[Start of Provided data]

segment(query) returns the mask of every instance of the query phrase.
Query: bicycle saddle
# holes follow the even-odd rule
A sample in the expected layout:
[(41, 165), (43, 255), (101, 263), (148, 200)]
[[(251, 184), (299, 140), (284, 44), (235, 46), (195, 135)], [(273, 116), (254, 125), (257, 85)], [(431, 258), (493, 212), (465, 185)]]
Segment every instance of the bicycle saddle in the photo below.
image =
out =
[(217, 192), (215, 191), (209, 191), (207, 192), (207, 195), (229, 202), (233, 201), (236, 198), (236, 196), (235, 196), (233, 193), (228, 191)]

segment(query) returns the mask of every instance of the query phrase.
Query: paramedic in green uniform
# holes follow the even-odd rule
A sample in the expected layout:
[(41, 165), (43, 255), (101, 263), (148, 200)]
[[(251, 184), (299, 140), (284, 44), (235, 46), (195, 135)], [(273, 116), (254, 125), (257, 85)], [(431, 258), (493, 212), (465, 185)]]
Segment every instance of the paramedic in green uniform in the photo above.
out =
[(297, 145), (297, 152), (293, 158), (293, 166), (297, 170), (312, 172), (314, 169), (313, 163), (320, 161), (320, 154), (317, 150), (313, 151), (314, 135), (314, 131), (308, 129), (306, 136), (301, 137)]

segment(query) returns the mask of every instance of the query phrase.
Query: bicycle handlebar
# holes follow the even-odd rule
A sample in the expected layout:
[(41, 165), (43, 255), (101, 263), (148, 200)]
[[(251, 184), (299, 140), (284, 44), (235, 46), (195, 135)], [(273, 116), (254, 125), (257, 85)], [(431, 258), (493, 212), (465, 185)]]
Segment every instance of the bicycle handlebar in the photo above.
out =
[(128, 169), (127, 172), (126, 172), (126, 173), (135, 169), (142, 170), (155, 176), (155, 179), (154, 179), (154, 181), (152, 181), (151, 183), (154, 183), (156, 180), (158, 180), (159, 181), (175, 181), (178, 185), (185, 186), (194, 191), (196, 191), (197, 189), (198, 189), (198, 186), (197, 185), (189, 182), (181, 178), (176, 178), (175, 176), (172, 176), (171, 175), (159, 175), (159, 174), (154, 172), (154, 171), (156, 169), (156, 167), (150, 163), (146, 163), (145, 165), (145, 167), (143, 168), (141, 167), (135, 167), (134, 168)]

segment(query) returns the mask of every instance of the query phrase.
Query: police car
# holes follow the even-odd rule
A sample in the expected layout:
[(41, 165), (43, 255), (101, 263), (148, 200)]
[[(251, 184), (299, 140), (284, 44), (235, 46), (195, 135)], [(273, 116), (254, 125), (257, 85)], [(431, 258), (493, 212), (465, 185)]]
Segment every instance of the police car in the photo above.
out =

[End of Provided data]
[Start of Provided data]

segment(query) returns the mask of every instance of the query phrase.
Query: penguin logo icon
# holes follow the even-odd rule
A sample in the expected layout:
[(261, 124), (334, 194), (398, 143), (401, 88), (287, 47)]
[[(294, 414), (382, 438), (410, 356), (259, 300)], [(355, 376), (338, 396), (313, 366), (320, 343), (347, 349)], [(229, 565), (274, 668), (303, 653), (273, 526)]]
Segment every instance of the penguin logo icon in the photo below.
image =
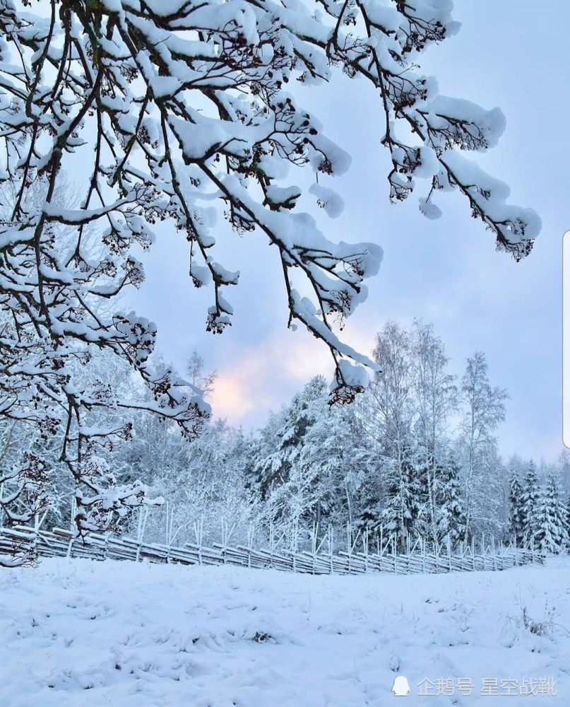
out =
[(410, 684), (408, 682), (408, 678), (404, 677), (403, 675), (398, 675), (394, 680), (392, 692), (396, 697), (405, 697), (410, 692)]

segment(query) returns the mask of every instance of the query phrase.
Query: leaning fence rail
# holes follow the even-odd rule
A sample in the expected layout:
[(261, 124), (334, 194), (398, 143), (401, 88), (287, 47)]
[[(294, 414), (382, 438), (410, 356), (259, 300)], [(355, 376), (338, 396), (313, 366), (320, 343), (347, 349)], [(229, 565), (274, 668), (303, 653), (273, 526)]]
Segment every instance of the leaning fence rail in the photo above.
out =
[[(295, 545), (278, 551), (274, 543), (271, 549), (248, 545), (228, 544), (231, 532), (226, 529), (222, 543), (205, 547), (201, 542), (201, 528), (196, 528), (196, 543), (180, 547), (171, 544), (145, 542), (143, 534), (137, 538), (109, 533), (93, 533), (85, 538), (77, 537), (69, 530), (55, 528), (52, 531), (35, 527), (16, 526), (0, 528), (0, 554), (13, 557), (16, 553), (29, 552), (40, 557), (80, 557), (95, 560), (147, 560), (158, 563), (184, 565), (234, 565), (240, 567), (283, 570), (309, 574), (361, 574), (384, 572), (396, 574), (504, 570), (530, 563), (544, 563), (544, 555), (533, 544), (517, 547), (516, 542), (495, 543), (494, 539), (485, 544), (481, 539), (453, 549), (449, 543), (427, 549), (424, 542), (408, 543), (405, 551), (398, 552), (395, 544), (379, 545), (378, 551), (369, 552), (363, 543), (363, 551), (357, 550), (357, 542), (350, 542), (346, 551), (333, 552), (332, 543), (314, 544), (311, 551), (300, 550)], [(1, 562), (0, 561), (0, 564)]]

[End of Provided data]

Task details :: Identify every line of the data that contains the string "green", treating uppercase and lowercase as different, and copy each of those lines in full.

Written solution ::
Query: paramedic in green uniform
Segment every instance of the paramedic in green uniform in the photo above.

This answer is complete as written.